# SOURCE EXCERPT

## start

# Unedited pressure washing video, enjoy!



## [email protected] (Feb 24, 2008)

The video was an after thought considering I learned last week that my camera does video or I might have thought out a concise approach to etiquette....  So, without any lengthy video instructions about how to shoot a "business" video (just didn't think of it at the time) I just let my son do something fun. It really didn't turn out all that bad, and I enjoyed his voluntary commentary. :thumbsup:

Also take note that this is my very first youtube video. I'm still not sure what to think about it... anyways... it is what it is...

So, here it is... I decided to let my son do a video of me cleaning a driveway:


----------



## RCP (Apr 18, 2007)

That's great Jason, your son was cute!
What kind of chemicals do you use?
Do you market/advertise the driveway washing separate from painting?


----------



## [email protected] (Feb 24, 2008)

RCP said:


> That's great Jason, your son was cute!
> What kind of chemicals do you use?
> Do you market/advertise the driveway washing separate from painting?


I use Mold Avenger: http://www.moldavenger.com/

On this particular job, the HO had already used his chemicals the day before, so I just simply scrubbed down the whole driveway. I was already there to do the house, it was an easy $50 bill.

I market the Pressure washing with the Painting. Untill i set up another entity, it will remain that way...


----------



## deach (May 11, 2008)

Good Job. Loved the commentary. I think that's plain cute. A surface cleaner can help you alot with extras. There's nothing like a clean drive and walkways to compliment that new paint job. Part of a complete "restore" package we call it. 

I like you market my washing with the painting although some day I'd love to have them separate and honestly wash all summer.....LOL then paint in the winter. Of course while that sounds wonderful, not gonna happen. 

Again Great Job on the video.. Loved it.


----------



## HORIZON (Apr 16, 2009)

Cool vid, and I think your son liked it more than you , haha. I have been looking at that pressure washer myself. Looks to do the job. Thanks for the vid.


----------



## WisePainter (Dec 27, 2008)

Certainly doesn't take much effort to make a huge difference.


----------



## [email protected] (Feb 24, 2008)

HORIZON said:


> Cool vid, and I think your son liked it more than you , haha.


LOL... you seen how he video'd me at the end and thought that was funny... I was like... 'give me that camera!!!' I gotta watch that kid some times... haha.


----------



## nEighter (Nov 14, 2008)

so just one of those ?hover craft bases? costs about $500.00? Would be a nice investment for sure


----------



## [email protected] (Feb 24, 2008)

nEighter said:


> so just one of those ?hover craft bases? costs about $500.00? Would be a nice investment for sure


Yup $500, and I picked up the Pressure washer for $1100.

## end

Rows from a segmentation dataset
## start

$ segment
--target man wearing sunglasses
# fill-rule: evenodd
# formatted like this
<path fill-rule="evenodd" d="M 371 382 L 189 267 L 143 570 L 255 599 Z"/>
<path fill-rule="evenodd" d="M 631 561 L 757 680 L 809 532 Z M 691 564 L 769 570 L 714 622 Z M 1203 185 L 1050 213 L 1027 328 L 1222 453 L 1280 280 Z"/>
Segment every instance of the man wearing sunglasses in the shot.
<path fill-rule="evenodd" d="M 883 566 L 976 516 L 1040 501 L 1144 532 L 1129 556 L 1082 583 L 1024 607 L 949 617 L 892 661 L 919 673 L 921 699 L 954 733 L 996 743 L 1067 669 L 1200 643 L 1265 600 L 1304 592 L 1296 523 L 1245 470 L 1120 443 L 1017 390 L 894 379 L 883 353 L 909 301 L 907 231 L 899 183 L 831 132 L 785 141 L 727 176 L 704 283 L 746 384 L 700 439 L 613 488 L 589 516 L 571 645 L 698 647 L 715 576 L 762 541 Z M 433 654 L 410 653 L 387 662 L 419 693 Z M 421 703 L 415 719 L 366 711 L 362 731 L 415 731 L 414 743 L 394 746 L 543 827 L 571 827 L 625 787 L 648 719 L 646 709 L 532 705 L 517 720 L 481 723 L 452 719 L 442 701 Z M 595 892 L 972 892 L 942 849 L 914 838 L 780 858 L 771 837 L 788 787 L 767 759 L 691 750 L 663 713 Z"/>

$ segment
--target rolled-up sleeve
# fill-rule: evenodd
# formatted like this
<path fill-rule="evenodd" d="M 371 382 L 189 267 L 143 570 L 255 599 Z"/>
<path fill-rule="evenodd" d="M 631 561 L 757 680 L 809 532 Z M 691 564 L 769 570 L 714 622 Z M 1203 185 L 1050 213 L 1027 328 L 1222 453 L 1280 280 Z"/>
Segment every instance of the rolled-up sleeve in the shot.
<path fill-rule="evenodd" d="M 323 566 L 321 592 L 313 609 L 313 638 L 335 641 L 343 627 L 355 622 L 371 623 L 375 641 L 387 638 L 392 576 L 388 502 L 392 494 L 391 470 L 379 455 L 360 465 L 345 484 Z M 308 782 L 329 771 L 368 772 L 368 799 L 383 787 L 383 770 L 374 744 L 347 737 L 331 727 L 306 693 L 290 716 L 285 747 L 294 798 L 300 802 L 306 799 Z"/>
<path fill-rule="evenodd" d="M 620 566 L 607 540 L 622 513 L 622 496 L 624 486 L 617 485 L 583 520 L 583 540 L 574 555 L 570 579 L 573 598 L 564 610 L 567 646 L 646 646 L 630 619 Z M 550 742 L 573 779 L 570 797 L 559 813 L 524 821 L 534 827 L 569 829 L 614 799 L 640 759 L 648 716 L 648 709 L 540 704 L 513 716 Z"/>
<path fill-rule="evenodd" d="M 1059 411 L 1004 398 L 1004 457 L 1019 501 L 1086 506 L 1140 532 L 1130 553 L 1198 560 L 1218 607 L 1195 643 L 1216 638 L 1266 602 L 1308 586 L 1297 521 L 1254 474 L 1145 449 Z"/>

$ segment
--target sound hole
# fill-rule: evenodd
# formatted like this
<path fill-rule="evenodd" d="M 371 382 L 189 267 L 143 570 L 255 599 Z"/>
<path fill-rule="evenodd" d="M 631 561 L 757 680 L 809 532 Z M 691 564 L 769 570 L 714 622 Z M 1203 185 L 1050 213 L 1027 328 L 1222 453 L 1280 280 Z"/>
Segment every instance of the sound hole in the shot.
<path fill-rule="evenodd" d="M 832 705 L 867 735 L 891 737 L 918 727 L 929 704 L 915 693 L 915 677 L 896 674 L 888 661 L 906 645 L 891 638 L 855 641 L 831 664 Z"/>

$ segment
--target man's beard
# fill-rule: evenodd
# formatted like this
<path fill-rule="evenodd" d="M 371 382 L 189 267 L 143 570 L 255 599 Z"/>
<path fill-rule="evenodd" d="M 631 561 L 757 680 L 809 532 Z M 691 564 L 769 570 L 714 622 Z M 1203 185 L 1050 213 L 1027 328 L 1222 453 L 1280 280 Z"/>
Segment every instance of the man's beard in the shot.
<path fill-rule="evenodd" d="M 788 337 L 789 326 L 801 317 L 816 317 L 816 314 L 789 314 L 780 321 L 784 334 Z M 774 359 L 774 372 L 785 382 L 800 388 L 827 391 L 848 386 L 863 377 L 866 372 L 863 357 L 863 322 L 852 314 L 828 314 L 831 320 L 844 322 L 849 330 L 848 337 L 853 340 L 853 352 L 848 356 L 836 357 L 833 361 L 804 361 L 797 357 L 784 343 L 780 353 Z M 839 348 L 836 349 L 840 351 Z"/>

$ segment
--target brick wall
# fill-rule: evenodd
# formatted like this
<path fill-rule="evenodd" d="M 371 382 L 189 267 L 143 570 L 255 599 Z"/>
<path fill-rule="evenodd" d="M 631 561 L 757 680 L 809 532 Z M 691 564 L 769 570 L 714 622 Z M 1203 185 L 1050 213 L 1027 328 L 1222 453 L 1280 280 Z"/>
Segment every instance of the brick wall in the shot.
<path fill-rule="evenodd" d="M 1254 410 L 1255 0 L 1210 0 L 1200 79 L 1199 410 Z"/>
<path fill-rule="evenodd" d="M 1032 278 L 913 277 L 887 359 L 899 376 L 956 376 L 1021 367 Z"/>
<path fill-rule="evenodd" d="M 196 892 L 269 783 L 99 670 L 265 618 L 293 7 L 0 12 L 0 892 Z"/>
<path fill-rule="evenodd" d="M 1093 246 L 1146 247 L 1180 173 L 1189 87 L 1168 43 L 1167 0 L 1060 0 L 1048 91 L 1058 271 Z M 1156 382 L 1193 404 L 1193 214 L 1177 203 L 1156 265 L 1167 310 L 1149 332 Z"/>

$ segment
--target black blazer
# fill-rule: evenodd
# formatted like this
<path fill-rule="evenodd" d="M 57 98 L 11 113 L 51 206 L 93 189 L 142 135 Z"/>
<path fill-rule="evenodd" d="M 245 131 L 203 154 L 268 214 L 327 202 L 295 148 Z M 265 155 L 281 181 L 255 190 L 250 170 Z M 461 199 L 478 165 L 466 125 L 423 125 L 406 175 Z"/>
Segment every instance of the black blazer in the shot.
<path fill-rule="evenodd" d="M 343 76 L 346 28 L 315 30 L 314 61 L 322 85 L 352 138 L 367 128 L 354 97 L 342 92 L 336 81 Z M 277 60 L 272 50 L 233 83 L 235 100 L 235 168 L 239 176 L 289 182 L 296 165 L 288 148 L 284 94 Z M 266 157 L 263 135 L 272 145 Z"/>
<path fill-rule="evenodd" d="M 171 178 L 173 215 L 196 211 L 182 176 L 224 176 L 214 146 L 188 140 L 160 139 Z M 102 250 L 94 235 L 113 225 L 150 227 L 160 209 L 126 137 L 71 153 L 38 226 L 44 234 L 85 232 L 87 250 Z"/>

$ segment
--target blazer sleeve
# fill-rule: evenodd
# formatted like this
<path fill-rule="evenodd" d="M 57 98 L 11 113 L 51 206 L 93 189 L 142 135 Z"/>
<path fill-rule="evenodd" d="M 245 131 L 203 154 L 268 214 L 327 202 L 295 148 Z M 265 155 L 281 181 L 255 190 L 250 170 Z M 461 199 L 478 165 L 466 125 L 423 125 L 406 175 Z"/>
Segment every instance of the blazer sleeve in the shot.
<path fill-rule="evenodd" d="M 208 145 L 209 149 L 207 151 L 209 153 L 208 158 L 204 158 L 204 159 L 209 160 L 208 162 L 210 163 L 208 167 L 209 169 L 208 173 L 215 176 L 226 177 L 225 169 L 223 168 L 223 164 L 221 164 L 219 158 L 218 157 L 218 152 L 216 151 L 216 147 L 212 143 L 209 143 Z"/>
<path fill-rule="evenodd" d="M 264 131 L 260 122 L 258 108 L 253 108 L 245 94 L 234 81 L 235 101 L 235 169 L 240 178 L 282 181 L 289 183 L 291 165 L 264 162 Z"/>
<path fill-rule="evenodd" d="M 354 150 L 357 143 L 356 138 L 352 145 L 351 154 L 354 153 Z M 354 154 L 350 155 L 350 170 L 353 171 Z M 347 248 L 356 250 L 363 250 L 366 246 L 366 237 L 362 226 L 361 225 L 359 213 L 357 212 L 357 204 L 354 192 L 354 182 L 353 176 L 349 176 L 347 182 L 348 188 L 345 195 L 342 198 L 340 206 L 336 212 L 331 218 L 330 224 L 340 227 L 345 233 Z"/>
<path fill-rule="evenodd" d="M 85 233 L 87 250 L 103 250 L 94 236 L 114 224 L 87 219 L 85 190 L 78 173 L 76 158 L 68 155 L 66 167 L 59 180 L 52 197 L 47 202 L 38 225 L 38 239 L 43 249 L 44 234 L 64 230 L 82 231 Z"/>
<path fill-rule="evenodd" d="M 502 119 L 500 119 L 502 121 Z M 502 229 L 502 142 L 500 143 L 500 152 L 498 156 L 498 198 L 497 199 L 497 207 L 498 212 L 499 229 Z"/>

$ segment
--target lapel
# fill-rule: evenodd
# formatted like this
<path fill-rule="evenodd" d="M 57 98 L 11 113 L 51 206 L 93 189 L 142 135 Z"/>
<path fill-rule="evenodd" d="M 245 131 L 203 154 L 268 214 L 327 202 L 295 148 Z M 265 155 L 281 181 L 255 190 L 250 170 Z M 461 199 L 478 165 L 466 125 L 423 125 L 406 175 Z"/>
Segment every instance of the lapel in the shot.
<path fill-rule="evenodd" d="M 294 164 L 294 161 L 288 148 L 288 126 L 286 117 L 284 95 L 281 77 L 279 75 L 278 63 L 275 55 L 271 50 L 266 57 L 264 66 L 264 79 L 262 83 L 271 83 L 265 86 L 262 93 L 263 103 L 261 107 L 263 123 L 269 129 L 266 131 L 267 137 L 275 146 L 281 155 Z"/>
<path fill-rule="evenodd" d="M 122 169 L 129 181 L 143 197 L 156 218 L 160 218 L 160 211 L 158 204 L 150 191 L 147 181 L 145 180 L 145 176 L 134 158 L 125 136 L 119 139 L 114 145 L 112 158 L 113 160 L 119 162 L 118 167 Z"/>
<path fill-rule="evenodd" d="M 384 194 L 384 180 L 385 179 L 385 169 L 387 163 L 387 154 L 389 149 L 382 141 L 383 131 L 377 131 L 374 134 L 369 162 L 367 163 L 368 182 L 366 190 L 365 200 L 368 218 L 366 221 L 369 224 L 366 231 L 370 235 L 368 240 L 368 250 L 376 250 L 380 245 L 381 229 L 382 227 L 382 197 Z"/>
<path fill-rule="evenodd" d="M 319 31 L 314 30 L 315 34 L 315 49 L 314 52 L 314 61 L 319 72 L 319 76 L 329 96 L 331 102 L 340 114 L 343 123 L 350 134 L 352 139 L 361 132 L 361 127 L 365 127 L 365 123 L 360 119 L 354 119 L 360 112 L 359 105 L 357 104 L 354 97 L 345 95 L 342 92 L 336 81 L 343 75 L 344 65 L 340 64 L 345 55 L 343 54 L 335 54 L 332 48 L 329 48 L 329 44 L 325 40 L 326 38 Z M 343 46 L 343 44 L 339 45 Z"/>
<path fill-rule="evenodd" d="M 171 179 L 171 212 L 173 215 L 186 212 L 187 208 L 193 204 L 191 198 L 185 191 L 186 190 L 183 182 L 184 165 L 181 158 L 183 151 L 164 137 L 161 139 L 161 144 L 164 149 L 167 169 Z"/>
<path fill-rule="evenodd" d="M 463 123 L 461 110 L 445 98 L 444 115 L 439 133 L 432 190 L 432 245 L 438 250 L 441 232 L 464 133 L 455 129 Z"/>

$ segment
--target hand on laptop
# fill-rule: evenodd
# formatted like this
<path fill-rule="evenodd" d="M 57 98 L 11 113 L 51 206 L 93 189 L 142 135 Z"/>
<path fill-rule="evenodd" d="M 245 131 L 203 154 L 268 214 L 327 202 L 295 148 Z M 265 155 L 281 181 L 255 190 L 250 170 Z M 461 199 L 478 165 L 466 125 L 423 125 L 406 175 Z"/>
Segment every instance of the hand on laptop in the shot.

## end

# STATED PROBLEM 1
Print the passage of the pressure washing thread between "Good Job. Loved" and "for the vid.", inclusive.
# STATED PROBLEM 2
Carry on the pressure washing thread from the point where it stops.

# WRITTEN ANSWER 1
Good Job. Loved the commentary. I think that's plain cute. A surface cleaner can help you alot with extras. There's nothing like a clean drive and walkways to compliment that new paint job. Part of a complete "restore" package we call it. 

I like you market my washing with the painting although some day I'd love to have them separate and honestly wash all summer.....LOL then paint in the winter. Of course while that sounds wonderful, not gonna happen. 

Again Great Job on the video.. Loved it.


----------



## HORIZON (Apr 16, 2009)

Cool vid, and I think your son liked it more than you , haha. I have been looking at that pressure washer myself. Looks to do the job. Thanks for the vid.

# WRITTEN ANSWER 2
I preferred the 3500 psi / 3.5gpm but my budget could only do the 3000 psi / 3gpm. It works...


----------



## nEighter (Nov 14, 2008)

Yes it does! Oh and my son had fun taking pics too


----------



## tsunamicontract (May 3, 2008)

gotta get me one of those (not a son but a surface scrubber). Do the work on decks too?


----------



## [email protected] (Feb 24, 2008)

I'm not sure about a deck... I need a pressure gauge on my washer before I do a deck with the scrubber.

I'm also looking into a ball valve so I don't have to shut the washer off every time I need to switch tools...


----------



## tsunamicontract (May 3, 2008)

yah, it might clean a deck pretty quick with minimal damage. it might wreak havoc on it with the spinning action. Would be interesting to know.


----------



## RCP (Apr 18, 2007)

What about this?
Any preferences on deck sizes?


----------



## [email protected] (Feb 24, 2008)

RCP said:


> What about this?
> Any preferences on deck sizes?


Anything above 20" deck, one might want the casters that create the ease of pushing the unit around.

The one I have is a 20" and it's very much like a miniature hover craft, rather effortless in its ability to move around without the casters. I can get that thing to jump about 4 feet into the air, it's pretty fun to do when your bored doing a lengthy driveway... plus it entertains the boy and maybe possible onlookers... LOL


----------



## [email protected] (Feb 24, 2008)

I would also recommend a washer that is 4000psi / 4.5gpm. 

I have a 3000psi / 3.5gpm and can tell the difference between the two. The smaller washer doesn't clean as good, but it does the job and it's not enough to really break the bank to purchase the better washer at this moment. I'm fine with it.


----------



## racin16car (Feb 27, 2009)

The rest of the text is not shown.